■ What you are asked to do: Quote the part of the article on the Gaza siege and unborn babies that opens with the words "GAZA CITY, May" and closes with "anaemia, he says.", copying it word for word.

Passage below:

Development & Aid, Headlines, Health, Human Rights, Middle East & North Africa

MIDEAST: Siege Hits Palestinians Before They Are Born

Mohammed Omer

GAZA CITY, May 14 2008 (IPS) - The Israeli siege of Gaza that has restricted access to food, water and medicine is now beginning to hit unborn children and newborn babies.

It can be a hard life for babies from day one, or even earlier. Credit: Mohammed Omer

It can be a hard life for babies from day one, or even earlier. Credit: Mohammed Omer

"Many babies are born suffering from anaemia that they have inherited from their mothers," Dr Salah al-Rantisi, head of the women's health department at the Palestinian ministry of health in Gaza told IPS. And the mothers are becoming anaemic because they do not now get enough nutrition through pregnancy.

That in turn happens because the Israeli blockade has choked the supply of food and medicines.

Dr al-Rantisi also heads the women's health unit at Nasser hospital, where about 30 to 40 children are born every day. Many suffer from anaemia, he says.

Anwaar Abu Daqqa, 30, has lost three babies prematurely. The foetuses were malformed as a result of lack of nutrition and medicine for the mother, Dr al-Rantisi said. And in the last case she reached hospital late because she could not find transport.

"Premature babies born dangerously underweight is a daily and increasing phenomenon in Gaza's hospitals," he says.

The Gaza Strip is poorer and harder hit than the West Bank, but there too there are well documented instances of women having to give birth at checkpoints because of restrictions on movement.

The ministry of health says 9,000 to 10,000 babies are born in the Gaza Strip every month. Of every 1,000 born, 28 die from malnutrition, anaemia and other poverty-related causes. The ministry has no figures for surviving babies suffering from malnutrition.

"There are many cases of pregnant women who need medicines that are not available in Gaza," al-Rantisi said. Most families could not afford them if they were available, he said.

The World Bank said last month that the poverty rate in Gaza is now close to 67 percent and that economic growth last year was zero.

One consequence of poverty is anaemia. The condition, a direct consequence of poor nutrition, is not new to Gaza. The United Nations Relief and Works Agency (UNRWA) reported in 2002 that 19 percent of Gazans suffer from anaemia. That figure is estimated by UNRWA now to be 77.5 percent. Children receive on average only 61 percent of their daily need of calories from UN supplies.

Many of the newly born have been hit by the political situation before they could open their eyes to the world. Of the many deliveries that take place at al-Shifa hospital, the largest in Gaza, no one can tell how many of these children could grow up to live happy and healthy lives. Through the many dangers has arisen awareness of this new one – that sanctions can hit Gazans quite literally prematurely.

The fear of bombing comes later; the first dangers are the lack of food, water and medicines.

Tahani Safi, 29, lies worrying about the caesarean section scheduled for the next day. She suffers from malnutrition, high blood pressure, diabetes, and a shortage of protective water around the child in the womb.

There are many mothers with such difficulties. Such cases can be found at any hospital, but doctors say the number of cases of conditions a result of poor food and medical care in Gaza is now rising. Health authorities have warned that the life and health of countless unborn babies is in serious danger all across Gaza.

So far 146 Gazans have died directly as a result of the Israeli siege, and the border closures and shortage of medication and health care this has brought, according to the ministry of health.

The U.S. celebrated Mothers Day Sunday May 11. No one in Gaza did.

End of Passage.
Information shown below:

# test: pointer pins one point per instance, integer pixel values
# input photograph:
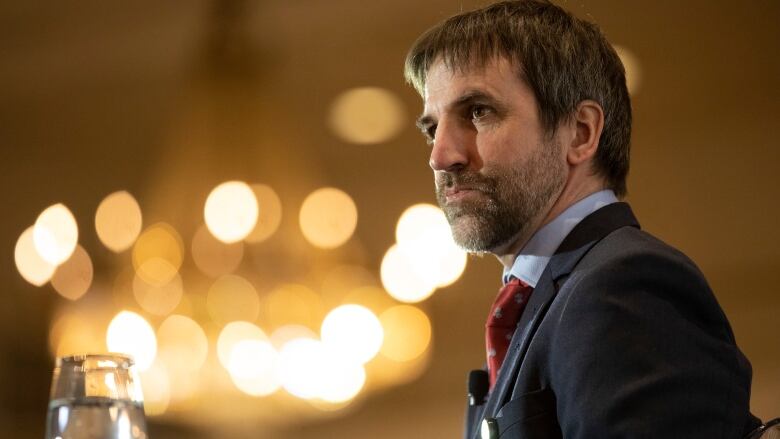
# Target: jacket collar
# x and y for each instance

End of Information shown.

■ Exercise response:
GAZA CITY, May 14 2008 (IPS) - The Israeli siege of Gaza that has restricted access to food, water and medicine is now beginning to hit unborn children and newborn babies.

It can be a hard life for babies from day one, or even earlier. Credit: Mohammed Omer

It can be a hard life for babies from day one, or even earlier. Credit: Mohammed Omer

"Many babies are born suffering from anaemia that they have inherited from their mothers," Dr Salah al-Rantisi, head of the women's health department at the Palestinian ministry of health in Gaza told IPS. And the mothers are becoming anaemic because they do not now get enough nutrition through pregnancy.

That in turn happens because the Israeli blockade has choked the supply of food and medicines.

Dr al-Rantisi also heads the women's health unit at Nasser hospital, where about 30 to 40 children are born every day. Many suffer from anaemia, he says.